━━━ WORKING DATA
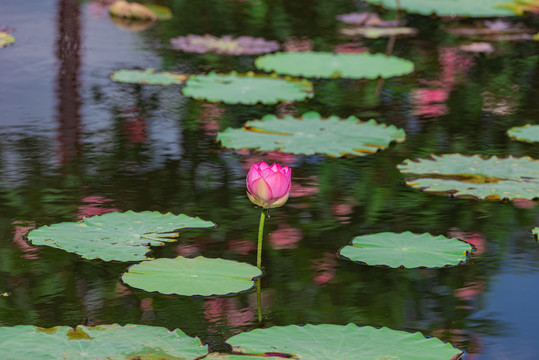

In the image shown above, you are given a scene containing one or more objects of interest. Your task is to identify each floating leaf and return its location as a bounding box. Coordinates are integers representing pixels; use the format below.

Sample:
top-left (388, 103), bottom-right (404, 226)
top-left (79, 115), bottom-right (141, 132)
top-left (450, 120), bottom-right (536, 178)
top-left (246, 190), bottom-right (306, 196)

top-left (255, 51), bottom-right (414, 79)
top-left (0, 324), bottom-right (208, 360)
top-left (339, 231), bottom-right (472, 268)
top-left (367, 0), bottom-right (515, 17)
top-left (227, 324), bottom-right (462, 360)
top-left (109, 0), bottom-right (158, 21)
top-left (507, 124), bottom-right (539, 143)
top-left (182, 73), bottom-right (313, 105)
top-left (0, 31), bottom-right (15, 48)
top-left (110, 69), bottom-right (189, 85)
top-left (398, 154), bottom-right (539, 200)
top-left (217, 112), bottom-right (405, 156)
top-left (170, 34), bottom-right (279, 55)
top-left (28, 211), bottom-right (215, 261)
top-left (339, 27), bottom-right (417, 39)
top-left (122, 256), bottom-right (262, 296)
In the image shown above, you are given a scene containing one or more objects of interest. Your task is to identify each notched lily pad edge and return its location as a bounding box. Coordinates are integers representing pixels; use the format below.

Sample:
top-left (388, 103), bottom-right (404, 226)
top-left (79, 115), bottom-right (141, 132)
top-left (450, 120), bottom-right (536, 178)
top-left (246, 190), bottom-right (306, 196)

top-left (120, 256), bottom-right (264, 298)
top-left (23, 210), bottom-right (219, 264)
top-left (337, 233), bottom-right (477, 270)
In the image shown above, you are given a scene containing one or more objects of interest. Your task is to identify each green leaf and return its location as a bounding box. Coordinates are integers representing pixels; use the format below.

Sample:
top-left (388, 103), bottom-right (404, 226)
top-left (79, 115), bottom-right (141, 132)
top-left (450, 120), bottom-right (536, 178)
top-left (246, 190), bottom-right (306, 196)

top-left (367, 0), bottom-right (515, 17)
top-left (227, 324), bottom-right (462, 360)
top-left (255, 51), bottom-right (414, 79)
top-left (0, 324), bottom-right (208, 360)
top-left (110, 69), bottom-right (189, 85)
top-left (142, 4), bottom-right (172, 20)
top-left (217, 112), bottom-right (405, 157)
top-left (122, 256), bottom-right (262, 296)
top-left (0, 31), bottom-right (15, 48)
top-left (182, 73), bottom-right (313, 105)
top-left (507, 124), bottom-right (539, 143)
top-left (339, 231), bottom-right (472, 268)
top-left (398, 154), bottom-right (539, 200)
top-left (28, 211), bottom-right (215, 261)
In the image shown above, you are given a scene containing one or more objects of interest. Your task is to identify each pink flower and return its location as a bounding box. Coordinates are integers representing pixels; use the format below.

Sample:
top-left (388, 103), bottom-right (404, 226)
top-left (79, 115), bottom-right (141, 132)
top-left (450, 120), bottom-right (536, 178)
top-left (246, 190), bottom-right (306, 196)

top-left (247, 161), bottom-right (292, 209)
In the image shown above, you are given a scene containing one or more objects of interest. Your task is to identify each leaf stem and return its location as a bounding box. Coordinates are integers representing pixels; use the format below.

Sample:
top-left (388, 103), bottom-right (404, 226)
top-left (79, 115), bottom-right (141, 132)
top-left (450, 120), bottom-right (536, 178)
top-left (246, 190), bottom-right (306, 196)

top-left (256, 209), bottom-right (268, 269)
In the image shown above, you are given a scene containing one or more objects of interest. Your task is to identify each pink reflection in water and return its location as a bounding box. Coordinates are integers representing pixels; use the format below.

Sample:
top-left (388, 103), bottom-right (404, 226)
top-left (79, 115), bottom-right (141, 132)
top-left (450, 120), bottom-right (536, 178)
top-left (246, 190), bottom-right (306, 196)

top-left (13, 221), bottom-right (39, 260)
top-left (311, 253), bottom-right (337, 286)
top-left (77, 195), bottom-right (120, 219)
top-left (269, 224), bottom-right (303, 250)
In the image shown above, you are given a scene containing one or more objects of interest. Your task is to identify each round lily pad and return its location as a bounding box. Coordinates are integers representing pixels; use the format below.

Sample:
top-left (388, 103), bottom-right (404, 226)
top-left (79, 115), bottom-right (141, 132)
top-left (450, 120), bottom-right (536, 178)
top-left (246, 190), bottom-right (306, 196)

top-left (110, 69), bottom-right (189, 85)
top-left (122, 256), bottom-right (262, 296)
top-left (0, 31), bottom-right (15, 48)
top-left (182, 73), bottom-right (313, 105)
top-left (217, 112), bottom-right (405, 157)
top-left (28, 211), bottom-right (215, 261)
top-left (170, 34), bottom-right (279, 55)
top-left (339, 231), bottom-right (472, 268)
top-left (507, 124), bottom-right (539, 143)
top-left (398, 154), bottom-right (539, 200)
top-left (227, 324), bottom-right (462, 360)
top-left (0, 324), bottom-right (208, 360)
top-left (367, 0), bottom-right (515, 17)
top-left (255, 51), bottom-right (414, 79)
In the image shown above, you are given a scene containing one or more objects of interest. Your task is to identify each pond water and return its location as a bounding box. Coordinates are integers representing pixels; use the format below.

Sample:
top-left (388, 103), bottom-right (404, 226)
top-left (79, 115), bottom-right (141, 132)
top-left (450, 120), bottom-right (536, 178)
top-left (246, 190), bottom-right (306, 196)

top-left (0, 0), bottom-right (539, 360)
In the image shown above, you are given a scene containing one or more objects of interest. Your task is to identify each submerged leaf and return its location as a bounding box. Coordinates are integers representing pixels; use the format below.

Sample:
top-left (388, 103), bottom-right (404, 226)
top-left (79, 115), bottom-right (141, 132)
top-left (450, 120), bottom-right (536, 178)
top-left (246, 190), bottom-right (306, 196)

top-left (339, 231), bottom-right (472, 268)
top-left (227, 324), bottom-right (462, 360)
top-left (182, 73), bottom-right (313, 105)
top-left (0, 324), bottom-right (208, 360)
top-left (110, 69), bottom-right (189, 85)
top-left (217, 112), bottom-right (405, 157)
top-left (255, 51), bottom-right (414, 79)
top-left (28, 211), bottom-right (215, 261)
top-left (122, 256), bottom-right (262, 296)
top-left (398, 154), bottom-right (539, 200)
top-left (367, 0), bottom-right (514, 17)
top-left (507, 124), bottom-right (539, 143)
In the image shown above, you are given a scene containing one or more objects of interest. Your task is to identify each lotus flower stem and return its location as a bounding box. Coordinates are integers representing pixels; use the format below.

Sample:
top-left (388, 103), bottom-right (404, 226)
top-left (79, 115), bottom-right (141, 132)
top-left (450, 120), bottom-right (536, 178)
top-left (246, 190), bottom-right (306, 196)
━━━━━━
**WORK TO BE COMPLETED:** Starting at the line containing "identify each lotus" and ending with the last line of the records, rewrite the lines with "lotus flower stem" renamed to "lotus seed pod" and nothing else altered.

**SOLVED PROBLEM:**
In the image shown above, you are given a scene containing one or more objects of interest. Your task is to identify each lotus seed pod and return its location as a bounding box. Coordinates are integers representing pixels; use the format below.

Sample:
top-left (388, 103), bottom-right (404, 226)
top-left (79, 115), bottom-right (141, 132)
top-left (450, 120), bottom-right (536, 178)
top-left (246, 190), bottom-right (306, 196)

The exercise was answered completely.